◆ SHORT PROBLEM ◆
Rewrite the records, starting at the line that has "Spot dry grass field in this frame." and ending after the line that has "540 269 576 301", and include the requests. Multiply each bounding-box coordinate in the answers by 0.65 and round to the nearest whole number, rounding halves up, but leave the numbers in the requests and their sample formats unchanged.
>> BEGIN SOURCE DATA
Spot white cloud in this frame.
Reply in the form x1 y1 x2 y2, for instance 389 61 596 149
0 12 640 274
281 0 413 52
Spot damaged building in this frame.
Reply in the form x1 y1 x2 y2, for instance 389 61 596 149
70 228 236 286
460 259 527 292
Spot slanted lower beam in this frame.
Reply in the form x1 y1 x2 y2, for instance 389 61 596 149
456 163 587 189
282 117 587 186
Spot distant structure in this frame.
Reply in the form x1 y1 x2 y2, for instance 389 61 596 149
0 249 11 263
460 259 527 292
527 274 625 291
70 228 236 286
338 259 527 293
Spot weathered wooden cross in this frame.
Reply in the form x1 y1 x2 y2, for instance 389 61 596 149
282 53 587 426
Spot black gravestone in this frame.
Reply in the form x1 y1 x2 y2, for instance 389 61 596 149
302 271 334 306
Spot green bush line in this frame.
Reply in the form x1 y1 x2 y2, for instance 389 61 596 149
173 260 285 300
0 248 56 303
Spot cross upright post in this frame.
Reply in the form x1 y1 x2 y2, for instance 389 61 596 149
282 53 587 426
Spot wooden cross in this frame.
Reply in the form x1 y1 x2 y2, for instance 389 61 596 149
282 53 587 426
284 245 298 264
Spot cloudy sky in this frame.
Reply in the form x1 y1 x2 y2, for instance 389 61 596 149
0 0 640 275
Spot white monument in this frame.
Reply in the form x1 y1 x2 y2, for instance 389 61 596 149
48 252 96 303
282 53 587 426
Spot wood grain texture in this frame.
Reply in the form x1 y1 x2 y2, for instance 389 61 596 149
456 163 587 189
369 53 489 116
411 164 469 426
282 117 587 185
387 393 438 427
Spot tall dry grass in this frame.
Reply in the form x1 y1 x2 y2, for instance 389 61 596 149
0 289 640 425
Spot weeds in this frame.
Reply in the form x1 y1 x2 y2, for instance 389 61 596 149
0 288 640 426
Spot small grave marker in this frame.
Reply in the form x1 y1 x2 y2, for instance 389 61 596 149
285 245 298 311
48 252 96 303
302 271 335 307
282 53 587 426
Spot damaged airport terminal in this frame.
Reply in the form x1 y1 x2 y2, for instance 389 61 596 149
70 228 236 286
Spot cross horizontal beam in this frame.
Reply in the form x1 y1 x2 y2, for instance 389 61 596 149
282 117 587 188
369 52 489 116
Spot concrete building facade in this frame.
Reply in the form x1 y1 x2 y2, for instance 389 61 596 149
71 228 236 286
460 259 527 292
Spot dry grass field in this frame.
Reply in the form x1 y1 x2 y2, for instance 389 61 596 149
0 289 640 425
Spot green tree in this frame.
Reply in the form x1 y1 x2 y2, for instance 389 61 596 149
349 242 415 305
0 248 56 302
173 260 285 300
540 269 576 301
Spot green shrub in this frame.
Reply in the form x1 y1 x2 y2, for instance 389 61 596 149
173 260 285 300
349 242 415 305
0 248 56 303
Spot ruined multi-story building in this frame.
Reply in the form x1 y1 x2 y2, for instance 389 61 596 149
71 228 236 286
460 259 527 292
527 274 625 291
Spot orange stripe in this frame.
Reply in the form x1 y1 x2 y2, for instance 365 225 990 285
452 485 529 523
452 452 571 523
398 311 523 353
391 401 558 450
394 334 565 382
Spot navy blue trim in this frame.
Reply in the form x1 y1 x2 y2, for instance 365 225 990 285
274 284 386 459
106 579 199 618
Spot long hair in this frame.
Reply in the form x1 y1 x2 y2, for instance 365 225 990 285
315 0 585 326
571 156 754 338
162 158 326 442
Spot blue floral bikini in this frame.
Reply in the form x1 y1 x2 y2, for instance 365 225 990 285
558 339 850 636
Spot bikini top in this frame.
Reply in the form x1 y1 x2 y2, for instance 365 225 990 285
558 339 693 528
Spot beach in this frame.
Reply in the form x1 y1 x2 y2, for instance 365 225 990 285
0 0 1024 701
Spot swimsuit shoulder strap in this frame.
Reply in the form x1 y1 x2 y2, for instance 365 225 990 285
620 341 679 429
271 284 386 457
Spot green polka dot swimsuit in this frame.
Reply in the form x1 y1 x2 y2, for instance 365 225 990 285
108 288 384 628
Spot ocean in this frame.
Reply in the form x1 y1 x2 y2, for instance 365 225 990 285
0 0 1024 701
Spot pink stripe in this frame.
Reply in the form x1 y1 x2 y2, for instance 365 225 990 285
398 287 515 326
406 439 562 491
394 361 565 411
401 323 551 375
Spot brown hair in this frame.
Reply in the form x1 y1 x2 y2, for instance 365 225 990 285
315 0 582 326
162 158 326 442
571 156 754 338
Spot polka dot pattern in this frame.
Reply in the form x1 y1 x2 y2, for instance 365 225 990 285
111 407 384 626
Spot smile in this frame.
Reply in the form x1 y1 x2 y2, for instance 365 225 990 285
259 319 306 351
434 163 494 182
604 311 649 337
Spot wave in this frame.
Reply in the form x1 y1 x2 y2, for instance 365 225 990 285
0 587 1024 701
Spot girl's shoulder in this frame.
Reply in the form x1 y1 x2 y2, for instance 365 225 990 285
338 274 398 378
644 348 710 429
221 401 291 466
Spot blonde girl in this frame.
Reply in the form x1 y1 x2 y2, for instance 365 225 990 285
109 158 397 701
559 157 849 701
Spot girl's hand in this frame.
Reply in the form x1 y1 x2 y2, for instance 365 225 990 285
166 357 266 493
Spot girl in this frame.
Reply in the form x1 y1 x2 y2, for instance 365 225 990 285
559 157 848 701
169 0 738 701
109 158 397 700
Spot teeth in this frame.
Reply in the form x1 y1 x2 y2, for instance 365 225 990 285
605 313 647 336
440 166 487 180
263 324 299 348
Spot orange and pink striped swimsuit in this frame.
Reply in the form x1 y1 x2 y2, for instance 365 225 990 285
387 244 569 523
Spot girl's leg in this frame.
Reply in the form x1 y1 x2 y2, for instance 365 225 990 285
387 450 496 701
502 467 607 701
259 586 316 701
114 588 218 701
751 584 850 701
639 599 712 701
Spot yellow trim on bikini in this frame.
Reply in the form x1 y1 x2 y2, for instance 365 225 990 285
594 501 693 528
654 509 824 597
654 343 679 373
>> END SOURCE DATA
◆ WRITTEN REPLY ◆
Spot dry grass field in this frame.
Reply in the form x1 y1 x2 y2, for instance 389 61 596 149
0 188 416 276
Spot green tree in this frame.
Reply in the form x1 y1 x2 y2, for instance 389 61 596 149
227 157 270 198
0 161 36 196
112 169 185 195
351 175 374 196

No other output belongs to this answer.